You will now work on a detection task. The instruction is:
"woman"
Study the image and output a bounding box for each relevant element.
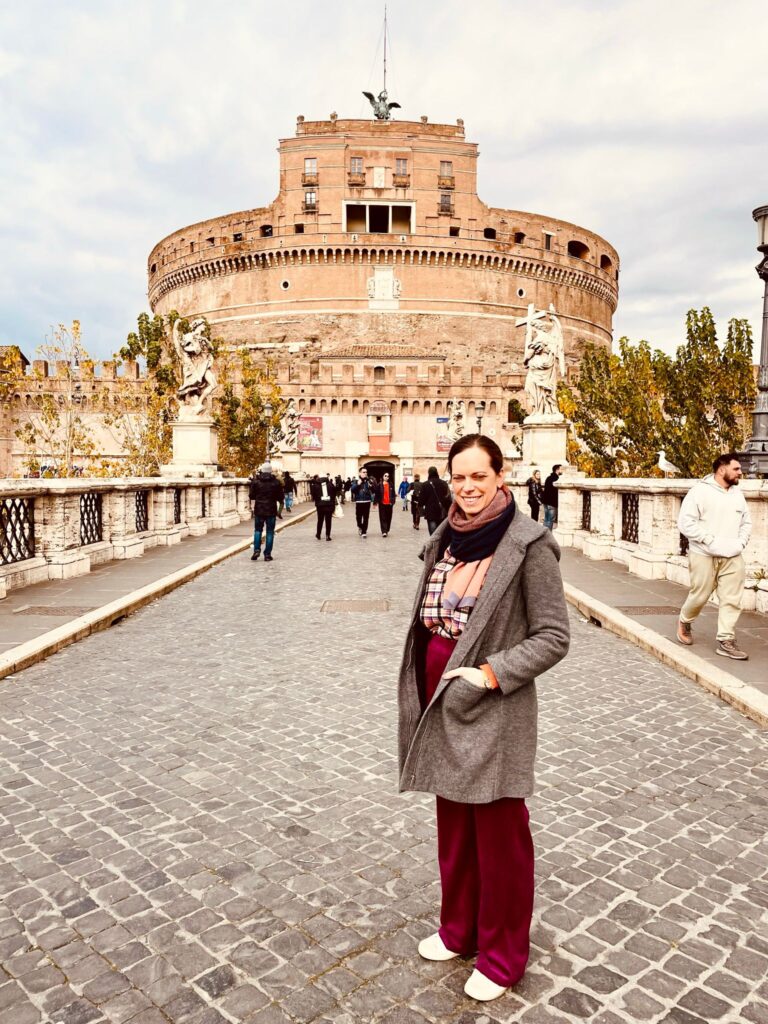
[399,434,568,1000]
[374,473,395,537]
[528,469,544,522]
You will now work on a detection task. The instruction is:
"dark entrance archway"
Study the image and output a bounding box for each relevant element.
[360,459,398,529]
[360,459,398,490]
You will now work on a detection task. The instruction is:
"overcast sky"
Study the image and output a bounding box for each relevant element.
[0,0,768,357]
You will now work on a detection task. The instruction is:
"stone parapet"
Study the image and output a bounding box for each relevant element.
[0,476,308,599]
[511,476,768,613]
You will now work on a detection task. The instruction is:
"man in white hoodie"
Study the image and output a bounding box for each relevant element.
[677,452,752,662]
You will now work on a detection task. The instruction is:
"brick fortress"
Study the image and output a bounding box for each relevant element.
[0,115,618,480]
[147,115,618,479]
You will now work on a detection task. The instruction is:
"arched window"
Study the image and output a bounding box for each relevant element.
[568,240,590,259]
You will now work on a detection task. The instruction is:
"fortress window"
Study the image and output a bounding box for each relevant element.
[368,206,389,234]
[568,241,590,259]
[346,204,366,234]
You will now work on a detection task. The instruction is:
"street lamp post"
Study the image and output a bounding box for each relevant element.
[264,401,273,462]
[739,206,768,477]
[475,401,485,434]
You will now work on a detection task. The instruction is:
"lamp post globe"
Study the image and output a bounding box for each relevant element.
[739,206,768,477]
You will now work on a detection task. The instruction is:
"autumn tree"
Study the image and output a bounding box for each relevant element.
[15,321,97,476]
[659,307,756,476]
[216,348,287,476]
[102,311,183,476]
[558,308,755,476]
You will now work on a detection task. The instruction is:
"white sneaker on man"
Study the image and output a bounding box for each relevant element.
[464,968,508,1002]
[419,932,459,961]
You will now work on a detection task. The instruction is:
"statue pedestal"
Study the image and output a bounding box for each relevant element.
[161,420,219,477]
[280,452,301,473]
[521,414,568,478]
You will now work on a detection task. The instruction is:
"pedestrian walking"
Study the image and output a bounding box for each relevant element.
[283,471,296,513]
[398,434,568,1001]
[248,462,283,562]
[397,476,411,512]
[376,473,401,537]
[309,473,336,541]
[419,468,450,534]
[527,469,544,522]
[543,462,562,529]
[350,466,375,540]
[411,473,422,529]
[677,452,752,662]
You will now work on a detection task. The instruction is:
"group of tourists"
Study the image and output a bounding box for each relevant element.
[526,462,563,529]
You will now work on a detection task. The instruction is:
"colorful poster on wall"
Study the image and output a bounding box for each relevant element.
[437,416,453,452]
[299,416,323,452]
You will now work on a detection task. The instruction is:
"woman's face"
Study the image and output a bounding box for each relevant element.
[451,447,504,516]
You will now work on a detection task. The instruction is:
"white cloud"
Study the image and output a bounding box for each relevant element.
[0,0,768,355]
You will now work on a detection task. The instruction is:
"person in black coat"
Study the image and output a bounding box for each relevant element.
[248,462,283,562]
[528,469,544,522]
[309,473,336,541]
[418,466,451,534]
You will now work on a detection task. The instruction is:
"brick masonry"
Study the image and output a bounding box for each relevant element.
[0,507,768,1024]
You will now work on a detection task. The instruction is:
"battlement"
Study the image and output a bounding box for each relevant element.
[296,114,464,139]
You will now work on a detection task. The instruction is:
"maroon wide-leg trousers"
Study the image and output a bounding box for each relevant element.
[425,635,534,985]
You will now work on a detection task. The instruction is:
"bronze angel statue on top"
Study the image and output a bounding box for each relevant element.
[362,89,400,121]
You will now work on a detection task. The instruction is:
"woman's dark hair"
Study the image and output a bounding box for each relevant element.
[449,434,504,473]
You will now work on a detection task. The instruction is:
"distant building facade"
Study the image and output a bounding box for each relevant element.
[147,115,618,478]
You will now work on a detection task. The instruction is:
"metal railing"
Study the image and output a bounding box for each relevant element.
[80,490,103,546]
[0,498,35,565]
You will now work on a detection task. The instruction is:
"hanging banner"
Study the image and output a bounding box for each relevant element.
[299,416,323,452]
[437,416,454,452]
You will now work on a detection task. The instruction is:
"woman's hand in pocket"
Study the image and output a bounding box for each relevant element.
[442,666,487,690]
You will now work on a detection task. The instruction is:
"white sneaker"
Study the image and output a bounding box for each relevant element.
[419,932,459,961]
[464,968,507,1002]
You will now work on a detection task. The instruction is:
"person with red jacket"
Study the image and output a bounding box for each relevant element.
[374,473,397,537]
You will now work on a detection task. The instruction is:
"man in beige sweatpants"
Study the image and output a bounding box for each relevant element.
[677,452,752,662]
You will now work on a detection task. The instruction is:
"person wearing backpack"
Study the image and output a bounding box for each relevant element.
[419,466,451,535]
[309,473,336,541]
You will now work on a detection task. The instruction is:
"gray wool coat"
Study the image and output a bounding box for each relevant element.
[398,509,569,804]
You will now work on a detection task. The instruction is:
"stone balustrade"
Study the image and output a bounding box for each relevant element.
[0,477,309,598]
[511,475,768,612]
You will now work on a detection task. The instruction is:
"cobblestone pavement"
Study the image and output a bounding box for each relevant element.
[0,507,768,1024]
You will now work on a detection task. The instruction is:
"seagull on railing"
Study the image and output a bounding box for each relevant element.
[656,449,681,477]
....
Task instructions: Recast every line of the records above as a Markdown table with two columns, Row for the row number and Line for the line, skipping blank lines. Leave the pictures out.

Task output:
| Row | Line |
|---|---|
| 1 | You will now work on a detection task. The instruction is: |
| 2 | "woman" |
| 3 | Study the image and output a bounding box for each relevant element. |
| 4 | [399,434,568,1000] |
| 5 | [374,473,395,537] |
| 6 | [528,469,544,522] |
| 7 | You will now work on a detection task. The instruction is: |
| 8 | "dark entrance archway" |
| 9 | Study the image and output a bounding box for each relevant element. |
| 10 | [360,459,398,529] |
| 11 | [360,459,398,490] |
| 12 | You will now work on a detection task. The instruction is: |
| 13 | "overcast sky" |
| 14 | Study the image and output a bounding box for each relevant element. |
| 15 | [0,0,768,357] |
| 16 | You will now work on a detection task. The instruction is: |
| 17 | "stone parapet" |
| 18 | Study the image and output a bounding box for each relevant element. |
| 19 | [0,476,308,599] |
| 20 | [511,476,768,613] |
| 21 | You will now work on a detection task. The instruction is: |
| 22 | "man in white hoodie" |
| 23 | Study the image and output a bounding box for each relevant element. |
| 24 | [677,452,752,662] |
| 25 | You will now work on a detection task. The instruction is: |
| 26 | "brick fortress" |
| 27 | Study the image and output a bounding box for each relevant element. |
| 28 | [0,115,618,480] |
| 29 | [147,115,618,479] |
| 30 | You will now work on a detection task. The instruction is: |
| 31 | "arched window" |
| 32 | Study the image and output a bounding box for each relevant element. |
| 33 | [568,240,590,259] |
| 34 | You will now work on a detection task. The instruction is: |
| 35 | "fortress window" |
| 36 | Study the image and output a bounding box for each relevant element. |
| 37 | [368,206,389,234] |
| 38 | [568,241,590,259] |
| 39 | [346,204,366,234] |
| 40 | You will now work on a detection task. The instruction is: |
| 41 | "street lamp post" |
| 42 | Study the image and output a bounding box for each relevant element. |
| 43 | [264,401,273,462] |
| 44 | [739,206,768,477] |
| 45 | [475,401,485,434] |
| 46 | You will now work on a detection task. The instruction is: |
| 47 | "lamp post globe" |
| 48 | Study the image and output a bounding box for each relevant element. |
| 49 | [739,206,768,477] |
| 50 | You will now work on a detection task. The instruction is: |
| 51 | "autumn tree" |
| 52 | Study the image and output a bounding box for each relevant element. |
| 53 | [15,321,97,476] |
| 54 | [659,307,756,476] |
| 55 | [216,348,287,476] |
| 56 | [102,311,183,476] |
| 57 | [558,308,755,476] |
| 58 | You will now work on a detection task. The instruction is: |
| 59 | "white sneaker on man" |
| 60 | Study the image and output a bounding box for each relevant element. |
| 61 | [464,968,508,1002] |
| 62 | [419,932,459,961] |
| 63 | You will now work on a detection task. The instruction is: |
| 64 | "statue pedestal" |
| 65 | Study the image and output a bounding box for each relevant element. |
| 66 | [161,420,219,477] |
| 67 | [280,452,301,473] |
| 68 | [521,414,568,478] |
| 69 | You will now work on a detection task. The instruction is: |
| 70 | "pedestrian walking" |
| 71 | Study the image and output a bounding box for each relevant element. |
| 72 | [283,471,296,513] |
| 73 | [398,434,568,1001] |
| 74 | [248,462,283,562] |
| 75 | [397,476,411,512] |
| 76 | [376,473,401,537] |
| 77 | [309,473,336,541] |
| 78 | [419,468,450,534] |
| 79 | [527,469,544,522] |
| 80 | [543,462,562,529] |
| 81 | [350,466,375,540] |
| 82 | [411,473,422,529] |
| 83 | [677,452,752,662] |
| 84 | You will now work on a detection task. The instruction is: |
| 85 | "group of tourists" |
| 86 | Study the image and output a bounding box for each relevant element. |
| 87 | [526,462,563,529] |
| 88 | You will now work on a detection task. The instruction is: |
| 89 | "colorful poster on wall" |
| 90 | Study the image and output a bounding box for each relevant element. |
| 91 | [437,416,453,452] |
| 92 | [299,416,323,452] |
| 93 | You will now work on a detection task. The instruction is: |
| 94 | "woman's face" |
| 95 | Study the image and output a bounding box for each relevant element. |
| 96 | [451,447,504,516] |
| 97 | You will now work on a detection task. The instruction is: |
| 98 | "white cloud" |
| 99 | Study the image and output a bounding box for each relevant element. |
| 100 | [0,0,768,355] |
| 101 | You will now work on a detection task. The instruction is: |
| 102 | "person in black coat" |
| 103 | Study the image and output a bounding box for each relevant element. |
| 104 | [248,462,283,562] |
| 105 | [528,469,544,522] |
| 106 | [309,473,336,541] |
| 107 | [418,466,451,534] |
| 108 | You will now work on a detection task. The instruction is: |
| 109 | "brick masonry" |
| 110 | Study the image and output a bounding box for each relevant element. |
| 111 | [0,507,768,1024] |
| 112 | You will now work on a detection task. The instruction is: |
| 113 | "battlement" |
| 114 | Study the image and output a bounding box for each relevant element. |
| 115 | [296,114,464,139] |
| 116 | You will now work on a detection task. The instruction is: |
| 117 | "maroon wide-leg trousers" |
| 118 | Study the image and output a bounding box for each relevant element. |
| 119 | [425,635,534,985] |
| 120 | You will now work on a detection task. The instruction is: |
| 121 | "bronze angel statue on top" |
| 122 | Study the image and output a bounding box for each relevant element. |
| 123 | [362,89,400,121] |
| 124 | You will now work on a detection task. The instruction is: |
| 125 | "woman's dark hair" |
| 126 | Study the image and output a bounding box for each relevant element. |
| 127 | [449,434,504,473] |
| 128 | You will now work on a detection task. The instruction is: |
| 129 | "distant building facade" |
| 130 | Study the image and output a bounding box for each relevant element. |
| 131 | [147,115,618,478] |
| 132 | You will now work on a detection task. The instruction is: |
| 133 | "metal railing" |
| 134 | Study the image and output a bounding box for each relevant element. |
| 135 | [80,490,103,546] |
| 136 | [0,498,35,565] |
| 137 | You will now work on a detection task. The instruction is: |
| 138 | "hanging banner" |
| 139 | Study the image and output a bounding box for each relevant element. |
| 140 | [299,416,323,452] |
| 141 | [437,416,454,452] |
| 142 | You will now work on a detection task. The instruction is: |
| 143 | "woman's hand in pocket" |
| 144 | Study the image and output a bounding box for each relevant element. |
| 145 | [442,666,487,690] |
| 146 | You will now work on a detection task. The instruction is: |
| 147 | "white sneaker" |
| 148 | Study the image and output a bounding box for each relevant element. |
| 149 | [419,932,459,961] |
| 150 | [464,968,507,1002] |
| 151 | You will now work on a detection task. The instruction is: |
| 152 | "person with red jacket" |
| 153 | Study the image and output a bounding box for each relevant element. |
| 154 | [374,473,397,537] |
| 155 | You will now work on a detection task. The instruction is: |
| 156 | "man in beige sweatpants" |
| 157 | Study the image and output a bounding box for each relevant element. |
| 158 | [677,452,752,662] |
| 159 | You will now work on a detection task. The instruction is: |
| 160 | "person wearing backpack" |
| 161 | Study the image and output a bounding box for each relevant element. |
| 162 | [419,466,451,535] |
| 163 | [309,473,336,541] |
| 164 | You will now work on a detection task. The instruction is: |
| 165 | "gray wool coat" |
| 166 | Study the image and output a bounding box for each relevant element. |
| 167 | [398,509,569,804] |
| 168 | You will now work on a detection task. The instruction is: |
| 169 | "stone balustrade" |
| 170 | Study the image and output a bounding box for each relevant element. |
| 171 | [0,477,309,598] |
| 172 | [511,475,768,612] |
| 173 | You will now work on a detection task. The instruction is: |
| 174 | "cobblestone pavement" |
| 175 | Study the image and output a bounding box for each relevant element. |
| 176 | [0,507,768,1024] |
| 177 | You will now work on a detection task. The instruction is: |
| 178 | "seagull on railing" |
| 179 | Study the image and output a bounding box for each relevant element. |
| 180 | [656,449,681,477] |